Input records —
-.-.-

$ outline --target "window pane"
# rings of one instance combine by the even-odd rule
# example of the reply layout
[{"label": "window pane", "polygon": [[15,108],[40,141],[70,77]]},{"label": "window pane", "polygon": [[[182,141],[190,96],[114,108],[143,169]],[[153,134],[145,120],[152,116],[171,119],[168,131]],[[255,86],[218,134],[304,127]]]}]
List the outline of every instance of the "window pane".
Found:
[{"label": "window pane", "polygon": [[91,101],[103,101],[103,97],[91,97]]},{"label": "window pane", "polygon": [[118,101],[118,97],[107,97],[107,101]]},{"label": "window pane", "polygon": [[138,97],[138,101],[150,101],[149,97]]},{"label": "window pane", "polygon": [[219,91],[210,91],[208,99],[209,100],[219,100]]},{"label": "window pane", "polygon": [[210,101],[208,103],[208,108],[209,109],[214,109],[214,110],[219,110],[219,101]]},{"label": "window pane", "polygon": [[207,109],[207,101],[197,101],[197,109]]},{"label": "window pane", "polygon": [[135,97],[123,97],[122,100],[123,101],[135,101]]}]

-.-.-

What the task requires — Copy these rows verbatim.

Answer —
$ outline --target "window pane"
# rings of one instance combine by the even-odd rule
# example of the reply layout
[{"label": "window pane", "polygon": [[15,108],[40,141],[70,77]]},{"label": "window pane", "polygon": [[[182,141],[190,96],[114,108],[143,169]],[[153,134],[145,120],[152,116],[171,119],[168,131]],[[255,86],[218,134],[304,127]]]}]
List the outline of every instance of the "window pane".
Found:
[{"label": "window pane", "polygon": [[91,101],[103,101],[103,97],[91,97]]},{"label": "window pane", "polygon": [[118,101],[118,97],[107,97],[107,101]]},{"label": "window pane", "polygon": [[138,97],[138,101],[150,101],[149,97]]},{"label": "window pane", "polygon": [[219,91],[210,91],[208,99],[209,100],[219,100]]},{"label": "window pane", "polygon": [[210,101],[208,103],[208,108],[209,109],[214,109],[214,110],[219,110],[219,101]]},{"label": "window pane", "polygon": [[207,109],[207,101],[197,101],[197,109]]},{"label": "window pane", "polygon": [[135,97],[123,97],[122,100],[123,101],[135,101]]}]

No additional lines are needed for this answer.